▸ **Given exercise 1**:
Name every court decision that the passage on recovering lost profits cites.
▸ **Given exercise 2**:
Carry on the passage on recovering lost profits, starting after its final sentence.

— Start of Excerpted passage —

Lost profits that are not part of the benefit of the bargain may be recovered as consequential damages. Imaging Systems Int’l., 490 S.E.2d at 127. However, “the profits of a commercial business are dependent on so many hazards and chances, that unless the anticipated profits are capable of ascertainment, and the loss of them traceable directly to the defendant’s wrongful act, they are too speculative to afford a basis for the computation of damages.” Johnson Cnty. School Dist. v. Greater Savannah Lawn Care, 629 S.E.2d 271, 273–74 (Ga. Ct. App. 2006). Accordingly, a plaintiff seeking lost profits must provide “information or data sufficient to enable the trier of fact to estimate the amount of the loss with reasonable certainty.” Bearoff v. Craton, 830 S.E.2d 362, 373 (Ga. Ct. App. 2019) (quoting Pounds v. Hosp. Auth. Of Gwinnett Cnty., 399 S.E.2d 92, 94 (Ga. Ct. App. 1990). “This ‘information or data’ must include evidence showing that the business claiming lost profits had ‘a proven track record of profitability.’” Id. (quoting EZ Green Associates v. Georgia-Pacific Corp., 770 S.E.2d 273, 277 (Ga. Ct. App. 2015)). “The plaintiff must also show the expected profit for the relevant time period” including “the business’s projected revenues, as well as its projected expenses, for that time frame.” Id. (quoting Johnson Cnty., 629 S.E.2d at 274).

— End of Excerpted passage —
— Start of Supplied material —

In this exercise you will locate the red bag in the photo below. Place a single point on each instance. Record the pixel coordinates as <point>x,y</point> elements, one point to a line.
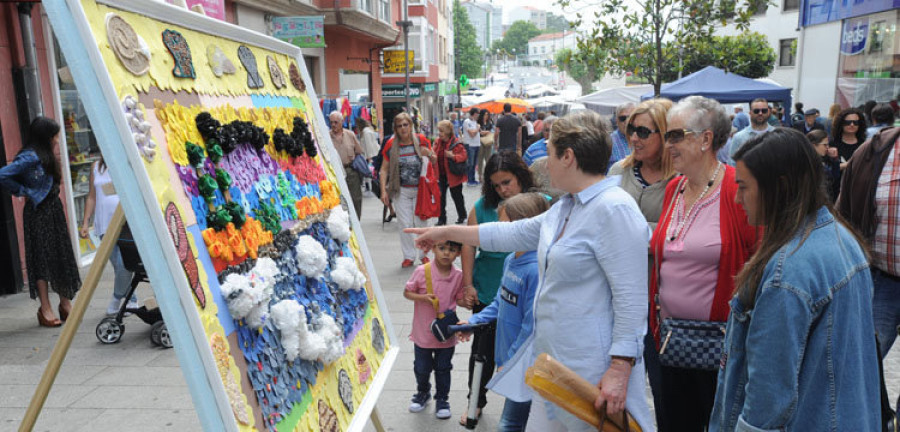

— End of Supplied material —

▸ **Task response 1**:
- Imaging Systems Int’l.
- Johnson Cnty. School Dist. v. Greater Savannah Lawn Care
- Bearoff v. Craton
- Pounds v. Hosp. Auth. Of Gwinnett Cnty.
- EZ Green Associates v. Georgia-Pacific Corp.

▸ **Task response 2**:
 

(…) In line with this principle, we note that while Georgia law enforces provisions for liquidated damages, O.C.G.A. § 13–6–7, it only does so to the extent such provisions are not penal in nature, Broadcast Corp. of Ga. v. Subscription Television of Greater Atlanta, 338 S.E.2d 775, 776–77 (Ga. Ct. App. 1985). A provision for liquidated damages will be treated as an unenforceable penalty unless (1) the injury caused by the breach is difficult or impossible to accurately estimate; (2) the parties intended to provide for damages rather than a penalty; and (3) the stipulated sum is a reasonable pre-estimate of the probable loss resulting from the breach. Southeastern Land Fund v. Real Estate World, 227 S.E.2d 340, 343 (Ga. 1976). “Where a designated sum is inserted into a contract for the purpose of deterring one or both of the parties from breaching it, it is penalty.” Broadcast Corp. of Ga., 338 S.E.2d at 777 (quoting Florence Wagon Works v. Salmon, 68 S.E. 866, 866 (Ga. Ct. App. 1910)).

 

If a plaintiff proves a breach of contract but fails to prove actual damages, the plaintiff “may recover nominal damages sufficient to cover the costs of bringing the action.” O.C.G.A. § 13–6–6.

 

Georgia law permits recovery of attorney’s fees “where authorized by some statutory provision or by contract.” Smith v. Baptiste, 694 S.E.2d 83, 87 (Ga. 2010).

An award of nominal damages is sufficient to make the plaintiff a prevailing party. King v. Brock, 646 S.E.2d 206, 207 (Ga. 2007).

 

 

(U.S. Court of Appeals for the Eleventh Circuit, January 26, 2021, Acrylicon USA, LLC v. Silikal GmbH, Docket No. 17-15737, Publish)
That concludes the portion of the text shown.